• What to do: If a line of the data below holds the string "forest", copy it.

• Dataset excerpts:
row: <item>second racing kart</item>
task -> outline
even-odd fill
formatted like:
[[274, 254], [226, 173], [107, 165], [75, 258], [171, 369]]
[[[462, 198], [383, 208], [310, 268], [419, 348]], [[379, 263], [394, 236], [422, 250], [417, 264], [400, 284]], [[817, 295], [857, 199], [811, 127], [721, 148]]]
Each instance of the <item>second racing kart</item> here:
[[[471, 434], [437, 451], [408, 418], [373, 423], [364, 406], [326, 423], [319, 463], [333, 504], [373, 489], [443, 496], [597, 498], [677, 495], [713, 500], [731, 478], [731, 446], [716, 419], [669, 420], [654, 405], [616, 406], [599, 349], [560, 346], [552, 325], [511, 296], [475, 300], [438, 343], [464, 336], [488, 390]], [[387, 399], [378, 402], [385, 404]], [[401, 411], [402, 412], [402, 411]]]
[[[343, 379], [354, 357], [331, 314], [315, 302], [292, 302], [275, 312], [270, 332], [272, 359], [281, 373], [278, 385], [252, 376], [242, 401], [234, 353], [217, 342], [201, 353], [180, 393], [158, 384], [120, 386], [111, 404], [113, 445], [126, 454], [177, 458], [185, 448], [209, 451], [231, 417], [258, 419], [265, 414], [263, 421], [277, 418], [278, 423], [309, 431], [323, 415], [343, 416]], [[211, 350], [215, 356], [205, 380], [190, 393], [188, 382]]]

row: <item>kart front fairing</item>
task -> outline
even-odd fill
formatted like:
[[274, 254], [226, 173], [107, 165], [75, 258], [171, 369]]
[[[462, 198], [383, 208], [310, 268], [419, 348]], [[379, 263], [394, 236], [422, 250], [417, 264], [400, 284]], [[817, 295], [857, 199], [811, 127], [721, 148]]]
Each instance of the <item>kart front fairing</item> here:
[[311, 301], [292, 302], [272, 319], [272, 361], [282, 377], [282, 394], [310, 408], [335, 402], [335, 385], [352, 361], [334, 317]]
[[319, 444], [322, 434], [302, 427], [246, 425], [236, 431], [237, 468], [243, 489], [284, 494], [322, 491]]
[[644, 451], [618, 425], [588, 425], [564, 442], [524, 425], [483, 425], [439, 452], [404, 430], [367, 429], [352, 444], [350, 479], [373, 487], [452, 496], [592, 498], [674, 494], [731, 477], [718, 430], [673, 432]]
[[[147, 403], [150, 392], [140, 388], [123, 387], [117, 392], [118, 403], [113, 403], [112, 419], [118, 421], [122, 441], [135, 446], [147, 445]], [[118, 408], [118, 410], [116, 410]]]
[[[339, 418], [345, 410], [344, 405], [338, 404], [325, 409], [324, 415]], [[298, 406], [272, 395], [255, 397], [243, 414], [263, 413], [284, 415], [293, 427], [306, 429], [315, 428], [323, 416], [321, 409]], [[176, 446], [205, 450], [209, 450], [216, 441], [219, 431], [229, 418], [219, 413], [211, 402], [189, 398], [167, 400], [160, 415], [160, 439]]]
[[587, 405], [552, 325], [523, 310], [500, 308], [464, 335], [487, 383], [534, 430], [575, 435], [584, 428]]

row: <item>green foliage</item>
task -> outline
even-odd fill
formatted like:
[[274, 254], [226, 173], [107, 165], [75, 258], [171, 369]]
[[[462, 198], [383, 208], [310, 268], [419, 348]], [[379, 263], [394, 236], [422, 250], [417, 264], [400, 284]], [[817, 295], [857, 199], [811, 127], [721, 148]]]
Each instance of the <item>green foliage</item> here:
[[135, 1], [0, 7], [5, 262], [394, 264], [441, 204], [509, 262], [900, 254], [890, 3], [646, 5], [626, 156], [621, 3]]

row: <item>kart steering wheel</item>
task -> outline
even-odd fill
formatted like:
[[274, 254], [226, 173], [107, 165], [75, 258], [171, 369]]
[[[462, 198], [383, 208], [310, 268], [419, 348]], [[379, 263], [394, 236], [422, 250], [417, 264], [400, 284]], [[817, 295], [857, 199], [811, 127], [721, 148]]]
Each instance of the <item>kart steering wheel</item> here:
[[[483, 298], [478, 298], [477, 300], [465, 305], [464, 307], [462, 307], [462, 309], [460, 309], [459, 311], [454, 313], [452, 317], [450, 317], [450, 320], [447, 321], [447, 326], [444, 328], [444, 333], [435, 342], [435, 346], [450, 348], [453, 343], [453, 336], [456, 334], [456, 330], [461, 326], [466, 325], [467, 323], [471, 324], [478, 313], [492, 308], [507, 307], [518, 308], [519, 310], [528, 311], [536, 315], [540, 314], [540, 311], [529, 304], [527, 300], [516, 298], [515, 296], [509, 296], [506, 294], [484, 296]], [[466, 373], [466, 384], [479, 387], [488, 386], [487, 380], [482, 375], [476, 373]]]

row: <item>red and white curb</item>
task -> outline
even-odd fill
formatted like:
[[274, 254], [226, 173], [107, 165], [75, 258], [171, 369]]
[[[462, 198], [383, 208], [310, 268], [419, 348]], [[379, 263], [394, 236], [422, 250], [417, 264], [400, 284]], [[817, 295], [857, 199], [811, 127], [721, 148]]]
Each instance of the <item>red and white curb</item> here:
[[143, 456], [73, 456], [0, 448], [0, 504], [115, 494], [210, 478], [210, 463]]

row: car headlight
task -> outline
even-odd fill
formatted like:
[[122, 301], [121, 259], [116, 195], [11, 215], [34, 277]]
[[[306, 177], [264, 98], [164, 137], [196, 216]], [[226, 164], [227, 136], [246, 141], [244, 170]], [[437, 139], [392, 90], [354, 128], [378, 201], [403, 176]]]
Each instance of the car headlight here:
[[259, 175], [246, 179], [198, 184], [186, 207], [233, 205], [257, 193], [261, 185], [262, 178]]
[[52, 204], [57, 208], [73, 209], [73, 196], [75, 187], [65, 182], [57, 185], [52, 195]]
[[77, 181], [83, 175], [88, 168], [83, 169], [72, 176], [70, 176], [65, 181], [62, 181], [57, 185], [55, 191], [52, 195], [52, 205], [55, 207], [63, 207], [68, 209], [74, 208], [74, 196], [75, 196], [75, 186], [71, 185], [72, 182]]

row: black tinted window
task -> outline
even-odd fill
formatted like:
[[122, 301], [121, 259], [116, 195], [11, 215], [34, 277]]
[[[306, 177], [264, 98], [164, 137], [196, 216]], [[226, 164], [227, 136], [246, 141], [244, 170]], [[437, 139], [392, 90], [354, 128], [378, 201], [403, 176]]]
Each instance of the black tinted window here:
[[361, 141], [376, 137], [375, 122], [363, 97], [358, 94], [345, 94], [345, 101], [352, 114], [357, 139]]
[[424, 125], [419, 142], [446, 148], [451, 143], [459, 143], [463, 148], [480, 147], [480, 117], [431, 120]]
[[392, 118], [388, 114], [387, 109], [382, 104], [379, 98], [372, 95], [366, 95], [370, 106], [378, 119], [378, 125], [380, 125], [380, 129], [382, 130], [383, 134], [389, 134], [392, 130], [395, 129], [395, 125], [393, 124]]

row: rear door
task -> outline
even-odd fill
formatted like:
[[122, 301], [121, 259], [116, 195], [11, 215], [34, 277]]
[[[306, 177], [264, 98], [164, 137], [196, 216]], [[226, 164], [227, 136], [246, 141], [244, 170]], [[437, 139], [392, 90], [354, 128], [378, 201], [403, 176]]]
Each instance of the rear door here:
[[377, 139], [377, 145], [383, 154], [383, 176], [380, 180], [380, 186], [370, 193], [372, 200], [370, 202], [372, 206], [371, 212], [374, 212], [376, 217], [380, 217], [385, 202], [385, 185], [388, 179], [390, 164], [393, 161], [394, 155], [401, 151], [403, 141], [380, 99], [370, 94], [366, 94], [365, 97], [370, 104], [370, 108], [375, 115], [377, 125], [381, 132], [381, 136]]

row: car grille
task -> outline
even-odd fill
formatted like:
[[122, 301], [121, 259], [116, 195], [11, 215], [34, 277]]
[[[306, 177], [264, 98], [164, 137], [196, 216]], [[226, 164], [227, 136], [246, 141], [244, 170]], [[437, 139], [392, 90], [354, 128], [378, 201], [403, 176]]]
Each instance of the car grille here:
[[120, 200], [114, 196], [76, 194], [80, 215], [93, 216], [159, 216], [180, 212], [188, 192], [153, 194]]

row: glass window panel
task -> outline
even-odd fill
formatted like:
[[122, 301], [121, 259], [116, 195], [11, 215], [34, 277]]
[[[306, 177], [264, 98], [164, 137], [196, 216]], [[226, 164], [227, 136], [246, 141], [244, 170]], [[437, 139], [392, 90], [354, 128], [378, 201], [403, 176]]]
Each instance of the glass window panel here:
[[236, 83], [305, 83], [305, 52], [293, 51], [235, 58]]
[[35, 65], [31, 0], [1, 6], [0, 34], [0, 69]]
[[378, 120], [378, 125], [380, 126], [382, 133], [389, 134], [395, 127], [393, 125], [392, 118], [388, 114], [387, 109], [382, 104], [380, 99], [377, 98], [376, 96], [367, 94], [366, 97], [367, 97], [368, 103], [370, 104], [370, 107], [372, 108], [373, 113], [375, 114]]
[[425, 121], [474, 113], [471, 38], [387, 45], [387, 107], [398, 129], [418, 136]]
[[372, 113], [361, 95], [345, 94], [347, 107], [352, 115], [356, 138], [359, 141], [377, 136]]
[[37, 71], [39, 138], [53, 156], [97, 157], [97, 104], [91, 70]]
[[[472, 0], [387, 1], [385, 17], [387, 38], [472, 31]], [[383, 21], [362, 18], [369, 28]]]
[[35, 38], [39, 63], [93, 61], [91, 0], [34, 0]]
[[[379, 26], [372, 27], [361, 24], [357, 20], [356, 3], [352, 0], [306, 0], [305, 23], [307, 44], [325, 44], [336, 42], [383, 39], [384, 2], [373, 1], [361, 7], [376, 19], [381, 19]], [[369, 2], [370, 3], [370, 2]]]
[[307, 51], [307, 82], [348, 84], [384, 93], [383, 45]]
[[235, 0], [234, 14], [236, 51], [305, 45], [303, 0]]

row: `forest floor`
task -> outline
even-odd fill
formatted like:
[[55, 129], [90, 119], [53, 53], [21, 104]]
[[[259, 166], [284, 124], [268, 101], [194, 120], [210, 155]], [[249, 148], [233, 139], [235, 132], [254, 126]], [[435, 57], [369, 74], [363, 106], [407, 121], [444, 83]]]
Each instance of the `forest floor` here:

• Solution to the exercise:
row: `forest floor`
Each instance of the `forest floor` here:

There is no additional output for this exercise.